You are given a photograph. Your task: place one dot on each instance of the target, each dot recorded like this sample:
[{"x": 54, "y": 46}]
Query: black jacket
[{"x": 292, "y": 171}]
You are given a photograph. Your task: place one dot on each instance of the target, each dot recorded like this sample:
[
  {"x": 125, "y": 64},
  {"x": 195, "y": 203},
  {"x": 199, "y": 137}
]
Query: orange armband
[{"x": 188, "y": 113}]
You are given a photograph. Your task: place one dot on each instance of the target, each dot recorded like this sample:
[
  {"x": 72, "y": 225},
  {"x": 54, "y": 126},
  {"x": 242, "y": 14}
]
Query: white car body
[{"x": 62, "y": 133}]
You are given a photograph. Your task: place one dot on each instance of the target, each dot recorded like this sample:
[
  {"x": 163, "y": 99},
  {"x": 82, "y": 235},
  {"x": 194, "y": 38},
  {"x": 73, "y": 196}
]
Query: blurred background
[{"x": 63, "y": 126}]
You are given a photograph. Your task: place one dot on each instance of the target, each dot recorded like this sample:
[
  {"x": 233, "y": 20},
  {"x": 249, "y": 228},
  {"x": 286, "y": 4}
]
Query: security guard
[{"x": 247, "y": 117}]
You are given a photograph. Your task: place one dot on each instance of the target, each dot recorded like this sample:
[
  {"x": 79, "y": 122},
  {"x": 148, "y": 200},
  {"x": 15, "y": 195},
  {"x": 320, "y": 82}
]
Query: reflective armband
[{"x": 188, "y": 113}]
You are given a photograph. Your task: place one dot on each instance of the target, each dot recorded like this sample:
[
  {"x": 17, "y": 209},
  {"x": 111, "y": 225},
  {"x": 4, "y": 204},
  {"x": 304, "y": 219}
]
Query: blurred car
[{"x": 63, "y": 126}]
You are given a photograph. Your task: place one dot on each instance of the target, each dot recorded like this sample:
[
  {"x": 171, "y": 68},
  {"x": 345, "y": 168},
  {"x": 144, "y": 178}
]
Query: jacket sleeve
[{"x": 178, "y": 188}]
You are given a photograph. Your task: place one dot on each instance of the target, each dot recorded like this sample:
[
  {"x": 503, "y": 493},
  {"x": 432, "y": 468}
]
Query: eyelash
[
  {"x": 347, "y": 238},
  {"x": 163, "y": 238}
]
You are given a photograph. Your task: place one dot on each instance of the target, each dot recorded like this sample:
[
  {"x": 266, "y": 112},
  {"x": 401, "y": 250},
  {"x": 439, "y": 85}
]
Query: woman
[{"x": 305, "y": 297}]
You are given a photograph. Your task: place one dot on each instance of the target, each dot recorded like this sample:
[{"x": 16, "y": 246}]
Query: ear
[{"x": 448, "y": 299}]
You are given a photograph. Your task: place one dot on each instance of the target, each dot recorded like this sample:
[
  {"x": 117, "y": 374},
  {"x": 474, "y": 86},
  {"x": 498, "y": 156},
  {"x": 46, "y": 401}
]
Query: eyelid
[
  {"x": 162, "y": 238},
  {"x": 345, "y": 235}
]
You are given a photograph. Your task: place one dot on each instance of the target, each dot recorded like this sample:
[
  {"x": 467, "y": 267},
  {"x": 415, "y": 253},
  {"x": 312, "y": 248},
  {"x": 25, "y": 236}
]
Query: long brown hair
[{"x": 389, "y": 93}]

• • • •

The exercise:
Write out the whole listing again. Match it word for word.

Result for this task:
You are given a photograph. Your task: place one dot on each instance of the target, each dot recorded like this sample:
[{"x": 54, "y": 46}]
Query: black jacket
[{"x": 292, "y": 171}]
You are given a photograph. Your task: place one dot on each instance of the target, each dot recorded like this sample:
[
  {"x": 125, "y": 64},
  {"x": 195, "y": 203},
  {"x": 199, "y": 137}
]
Query: orange armband
[{"x": 188, "y": 113}]
You are given a photograph. Your task: place one dot on each instance of the target, each dot recorded like this sample:
[
  {"x": 72, "y": 225},
  {"x": 54, "y": 126},
  {"x": 242, "y": 14}
]
Query: white car body
[{"x": 62, "y": 133}]
You are given a photograph. Your task: place one dot on each instance of the target, each dot recorded like this sample:
[
  {"x": 163, "y": 99},
  {"x": 82, "y": 235},
  {"x": 194, "y": 38},
  {"x": 73, "y": 196}
]
Query: blurred background
[{"x": 63, "y": 126}]
You are given a photograph. Your task: place one dot on each instance of the target, each dot recorded like this sample:
[
  {"x": 233, "y": 20},
  {"x": 249, "y": 228},
  {"x": 286, "y": 4}
]
Query: security guard
[{"x": 247, "y": 117}]
You are given a photograph. Your task: place one dot on each instance of the target, each dot recorded like this sample:
[
  {"x": 79, "y": 122},
  {"x": 148, "y": 200},
  {"x": 15, "y": 195},
  {"x": 320, "y": 82}
]
Query: reflective armband
[{"x": 188, "y": 113}]
You are given a photograph. Your task: place one dot on each instance of the target, each dot recorded like this sample:
[
  {"x": 17, "y": 209},
  {"x": 111, "y": 225},
  {"x": 4, "y": 204},
  {"x": 304, "y": 219}
]
Query: blurred car
[{"x": 63, "y": 126}]
You are given a photograph. Your task: place one dot on each instance of the target, each dot recorded like this sample:
[
  {"x": 171, "y": 68},
  {"x": 345, "y": 168},
  {"x": 144, "y": 178}
]
Query: jacket sleeve
[{"x": 178, "y": 188}]
You are given a photograph. Your task: place one dot on each instance of the target, each dot recorded like this sample:
[
  {"x": 503, "y": 493},
  {"x": 432, "y": 468}
]
Query: eyelash
[
  {"x": 347, "y": 238},
  {"x": 163, "y": 238}
]
You are given a photograph. Your task: place one dot on each instance of the target, each dot recorded like this sample:
[
  {"x": 266, "y": 112},
  {"x": 401, "y": 250},
  {"x": 439, "y": 85}
]
Query: woman
[{"x": 305, "y": 297}]
You are given a photograph. Your task: place one dot on each instance of the target, each dot recorded like this sample:
[{"x": 16, "y": 246}]
Query: ear
[{"x": 448, "y": 299}]
You are given a photograph. Your task: place one dot on each instance of the target, each dot recorded like this sample:
[
  {"x": 117, "y": 374},
  {"x": 474, "y": 86},
  {"x": 498, "y": 156},
  {"x": 46, "y": 401}
]
Query: eyelid
[
  {"x": 162, "y": 238},
  {"x": 345, "y": 235}
]
You are given a photograph. Your task: place one dot on each instance of the target, each dot recorded like this sample:
[
  {"x": 467, "y": 267},
  {"x": 415, "y": 253},
  {"x": 312, "y": 248},
  {"x": 25, "y": 236}
]
Query: long brown hair
[{"x": 389, "y": 93}]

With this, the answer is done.